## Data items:
::::::

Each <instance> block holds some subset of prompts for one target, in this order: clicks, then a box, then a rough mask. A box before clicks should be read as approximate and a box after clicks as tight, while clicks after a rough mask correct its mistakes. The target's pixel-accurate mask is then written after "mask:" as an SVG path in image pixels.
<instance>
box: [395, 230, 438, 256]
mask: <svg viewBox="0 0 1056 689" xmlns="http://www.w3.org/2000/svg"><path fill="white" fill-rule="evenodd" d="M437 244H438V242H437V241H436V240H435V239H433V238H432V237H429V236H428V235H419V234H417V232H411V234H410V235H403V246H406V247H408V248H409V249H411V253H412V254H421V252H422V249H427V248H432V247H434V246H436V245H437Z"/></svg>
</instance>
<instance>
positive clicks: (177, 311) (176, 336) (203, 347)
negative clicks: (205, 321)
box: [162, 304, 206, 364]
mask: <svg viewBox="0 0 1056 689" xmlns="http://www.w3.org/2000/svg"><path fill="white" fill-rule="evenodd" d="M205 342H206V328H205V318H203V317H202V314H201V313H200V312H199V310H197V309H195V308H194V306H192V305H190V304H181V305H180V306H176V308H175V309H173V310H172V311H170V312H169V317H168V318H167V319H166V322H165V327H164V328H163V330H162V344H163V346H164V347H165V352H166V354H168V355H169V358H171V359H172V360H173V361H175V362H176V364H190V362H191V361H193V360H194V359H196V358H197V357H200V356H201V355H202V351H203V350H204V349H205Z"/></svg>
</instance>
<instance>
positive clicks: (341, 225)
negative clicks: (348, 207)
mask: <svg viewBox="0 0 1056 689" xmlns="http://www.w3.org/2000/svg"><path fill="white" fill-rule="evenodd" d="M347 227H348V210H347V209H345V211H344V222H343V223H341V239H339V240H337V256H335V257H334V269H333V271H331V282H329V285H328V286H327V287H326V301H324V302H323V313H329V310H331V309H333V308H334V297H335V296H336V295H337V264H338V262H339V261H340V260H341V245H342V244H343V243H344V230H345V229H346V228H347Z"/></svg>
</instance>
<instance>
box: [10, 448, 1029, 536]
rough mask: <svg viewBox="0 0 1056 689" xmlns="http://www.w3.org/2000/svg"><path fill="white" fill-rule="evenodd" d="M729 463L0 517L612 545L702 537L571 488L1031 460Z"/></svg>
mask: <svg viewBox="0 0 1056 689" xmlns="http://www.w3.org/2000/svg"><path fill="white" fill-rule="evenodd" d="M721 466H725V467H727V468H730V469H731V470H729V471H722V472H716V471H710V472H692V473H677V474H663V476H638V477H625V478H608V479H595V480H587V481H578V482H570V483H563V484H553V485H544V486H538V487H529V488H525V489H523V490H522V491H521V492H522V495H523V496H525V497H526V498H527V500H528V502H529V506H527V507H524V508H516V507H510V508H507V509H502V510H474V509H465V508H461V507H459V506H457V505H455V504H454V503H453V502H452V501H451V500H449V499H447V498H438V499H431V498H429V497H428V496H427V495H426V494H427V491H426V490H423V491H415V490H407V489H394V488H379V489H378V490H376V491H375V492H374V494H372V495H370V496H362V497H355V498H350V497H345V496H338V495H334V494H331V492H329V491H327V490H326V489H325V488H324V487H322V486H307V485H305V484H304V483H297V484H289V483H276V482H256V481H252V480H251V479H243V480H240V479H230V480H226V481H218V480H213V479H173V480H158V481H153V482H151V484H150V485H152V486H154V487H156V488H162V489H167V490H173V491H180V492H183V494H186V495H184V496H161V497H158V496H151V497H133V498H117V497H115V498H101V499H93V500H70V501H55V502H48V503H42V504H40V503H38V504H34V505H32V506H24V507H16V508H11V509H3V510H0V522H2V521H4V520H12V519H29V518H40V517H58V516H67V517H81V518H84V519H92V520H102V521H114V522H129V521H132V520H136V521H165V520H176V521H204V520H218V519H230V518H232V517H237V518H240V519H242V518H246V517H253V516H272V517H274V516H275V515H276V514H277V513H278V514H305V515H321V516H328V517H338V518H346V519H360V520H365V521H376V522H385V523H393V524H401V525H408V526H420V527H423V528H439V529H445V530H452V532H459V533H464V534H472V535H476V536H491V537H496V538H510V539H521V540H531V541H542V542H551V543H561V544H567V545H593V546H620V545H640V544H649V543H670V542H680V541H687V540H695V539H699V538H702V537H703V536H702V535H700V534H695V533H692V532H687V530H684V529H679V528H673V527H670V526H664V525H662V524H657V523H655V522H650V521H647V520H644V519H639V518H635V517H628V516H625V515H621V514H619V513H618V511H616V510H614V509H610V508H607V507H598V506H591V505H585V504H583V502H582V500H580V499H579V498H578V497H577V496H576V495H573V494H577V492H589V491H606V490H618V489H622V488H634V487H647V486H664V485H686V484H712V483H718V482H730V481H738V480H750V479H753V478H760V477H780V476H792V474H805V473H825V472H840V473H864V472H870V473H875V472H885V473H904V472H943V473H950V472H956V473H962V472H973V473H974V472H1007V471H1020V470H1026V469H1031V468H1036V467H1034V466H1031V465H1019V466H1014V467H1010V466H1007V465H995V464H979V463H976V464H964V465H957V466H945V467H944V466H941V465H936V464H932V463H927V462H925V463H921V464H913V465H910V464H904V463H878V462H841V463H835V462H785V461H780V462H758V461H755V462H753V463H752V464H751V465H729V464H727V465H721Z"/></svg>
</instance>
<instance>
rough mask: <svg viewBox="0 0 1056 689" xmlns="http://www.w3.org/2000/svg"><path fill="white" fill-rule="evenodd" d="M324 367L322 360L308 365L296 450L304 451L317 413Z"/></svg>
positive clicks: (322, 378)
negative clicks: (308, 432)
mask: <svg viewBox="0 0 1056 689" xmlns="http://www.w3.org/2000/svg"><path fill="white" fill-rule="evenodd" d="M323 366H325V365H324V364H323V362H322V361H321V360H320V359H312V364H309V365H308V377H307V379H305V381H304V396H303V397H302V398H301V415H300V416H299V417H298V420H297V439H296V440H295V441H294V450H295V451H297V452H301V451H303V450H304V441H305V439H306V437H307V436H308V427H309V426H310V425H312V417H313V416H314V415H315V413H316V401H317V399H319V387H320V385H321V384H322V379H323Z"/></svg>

::::::

## Problem:
Output all preceding records character for character.

## Response:
Each <instance> block holds some subset of prompts for one target, in this order: clicks, then a box, then a rough mask. A box before clicks should be read as approximate and a box after clicks as tight, while clicks after a rough mask correct its mistakes. The target's pixel-accurate mask is then written after "mask:" as an SVG path in image pixels.
<instance>
box: [395, 230, 438, 256]
mask: <svg viewBox="0 0 1056 689" xmlns="http://www.w3.org/2000/svg"><path fill="white" fill-rule="evenodd" d="M437 244H438V242H437V241H436V240H435V239H433V238H432V237H429V236H428V235H419V234H417V232H411V234H410V235H403V246H406V247H408V248H409V249H411V253H412V254H421V252H422V249H427V248H432V247H434V246H436V245H437Z"/></svg>
</instance>
<instance>
positive clicks: (177, 311) (176, 336) (203, 347)
negative clicks: (205, 321)
box: [162, 304, 206, 364]
mask: <svg viewBox="0 0 1056 689" xmlns="http://www.w3.org/2000/svg"><path fill="white" fill-rule="evenodd" d="M205 342H206V328H205V318H203V317H202V314H201V313H200V312H199V310H197V309H195V308H194V306H192V305H190V304H181V305H180V306H176V308H175V309H173V310H172V311H170V312H169V317H168V318H167V319H166V322H165V327H164V328H163V330H162V344H163V346H164V347H165V352H166V354H168V355H169V358H171V359H172V360H173V361H175V362H176V364H190V362H191V361H193V360H194V359H196V358H197V357H200V356H201V355H202V351H203V350H204V349H205Z"/></svg>
</instance>
<instance>
positive clicks: (341, 225)
negative clicks: (348, 207)
mask: <svg viewBox="0 0 1056 689" xmlns="http://www.w3.org/2000/svg"><path fill="white" fill-rule="evenodd" d="M347 227H348V210H347V209H345V211H344V222H343V223H341V239H339V240H337V256H335V257H334V269H333V271H331V282H329V285H328V286H327V287H326V301H324V302H323V313H329V310H331V309H333V308H334V297H335V296H336V295H337V264H338V262H339V261H340V260H341V245H342V244H343V243H344V230H345V229H346V228H347Z"/></svg>
</instance>
<instance>
box: [10, 448, 1029, 536]
rough mask: <svg viewBox="0 0 1056 689" xmlns="http://www.w3.org/2000/svg"><path fill="white" fill-rule="evenodd" d="M729 463L0 517L612 545L702 537L571 488L1031 460Z"/></svg>
mask: <svg viewBox="0 0 1056 689" xmlns="http://www.w3.org/2000/svg"><path fill="white" fill-rule="evenodd" d="M721 466H725V467H727V468H730V469H731V470H729V471H722V472H716V471H710V472H692V473H677V474H663V476H638V477H625V478H608V479H595V480H587V481H578V482H570V483H563V484H553V485H544V486H538V487H529V488H525V489H523V490H522V491H521V492H522V495H523V496H525V497H526V498H527V500H528V502H529V506H527V507H524V508H516V507H510V508H507V509H502V510H474V509H465V508H461V507H459V506H457V505H455V504H454V503H453V502H452V501H451V500H449V499H447V498H438V499H431V498H429V497H428V496H427V495H426V494H427V491H426V490H423V491H415V490H407V489H394V488H379V489H378V490H376V491H375V492H374V494H372V495H370V496H362V497H355V498H350V497H345V496H338V495H334V494H331V492H329V491H327V490H326V489H325V488H324V487H322V486H307V485H305V484H304V483H297V484H289V483H276V482H256V481H252V480H251V479H243V480H240V479H230V480H226V481H218V480H213V479H173V480H158V481H153V482H151V484H150V485H152V486H154V487H156V488H162V489H167V490H173V491H180V492H183V494H186V495H184V496H161V497H158V496H151V497H133V498H117V497H115V498H101V499H93V500H70V501H55V502H48V503H42V504H40V503H38V504H34V505H32V506H24V507H16V508H11V509H3V510H0V522H2V521H4V520H12V519H29V518H40V517H58V516H67V517H81V518H84V519H92V520H102V521H114V522H129V521H132V520H136V521H165V520H176V521H204V520H218V519H230V518H232V517H237V518H240V519H242V518H246V517H253V516H272V517H274V516H275V515H276V514H277V513H278V514H305V515H321V516H328V517H338V518H346V519H360V520H365V521H376V522H385V523H393V524H401V525H408V526H420V527H423V528H439V529H445V530H452V532H459V533H464V534H472V535H476V536H491V537H496V538H510V539H521V540H531V541H542V542H551V543H561V544H567V545H593V546H620V545H640V544H649V543H670V542H680V541H687V540H695V539H699V538H702V537H703V536H702V535H700V534H695V533H692V532H687V530H684V529H679V528H673V527H670V526H664V525H662V524H657V523H655V522H650V521H647V520H644V519H639V518H635V517H628V516H625V515H621V514H619V513H618V511H616V510H614V509H610V508H607V507H598V506H591V505H585V504H583V502H582V500H580V499H579V498H578V497H577V496H576V495H573V494H577V492H589V491H606V490H618V489H622V488H634V487H647V486H664V485H686V484H712V483H718V482H730V481H738V480H750V479H753V478H760V477H780V476H792V474H805V473H825V472H840V473H864V472H870V473H875V472H885V473H904V472H943V473H950V472H956V473H962V472H973V473H974V472H1007V471H1020V470H1026V469H1031V468H1036V467H1034V466H1031V465H1019V466H1014V467H1010V466H1007V465H995V464H979V463H976V464H964V465H957V466H945V467H944V466H941V465H936V464H932V463H927V462H925V463H921V464H913V465H910V464H904V463H878V462H841V463H835V462H785V461H780V462H758V461H755V462H753V463H752V464H751V465H729V464H727V465H721Z"/></svg>
</instance>
<instance>
rough mask: <svg viewBox="0 0 1056 689" xmlns="http://www.w3.org/2000/svg"><path fill="white" fill-rule="evenodd" d="M324 367L322 360L308 365L296 450L304 451L317 413Z"/></svg>
positive clicks: (322, 378)
negative clicks: (308, 432)
mask: <svg viewBox="0 0 1056 689" xmlns="http://www.w3.org/2000/svg"><path fill="white" fill-rule="evenodd" d="M323 366H325V365H324V364H323V362H322V361H321V360H320V359H312V364H309V365H308V377H307V379H305V381H304V396H303V397H302V398H301V415H300V416H299V417H298V420H297V439H296V440H295V441H294V450H295V451H297V452H301V451H303V450H304V441H305V439H306V437H307V436H308V427H309V426H310V425H312V417H313V416H314V415H315V413H316V401H317V399H319V387H320V385H321V384H322V379H323Z"/></svg>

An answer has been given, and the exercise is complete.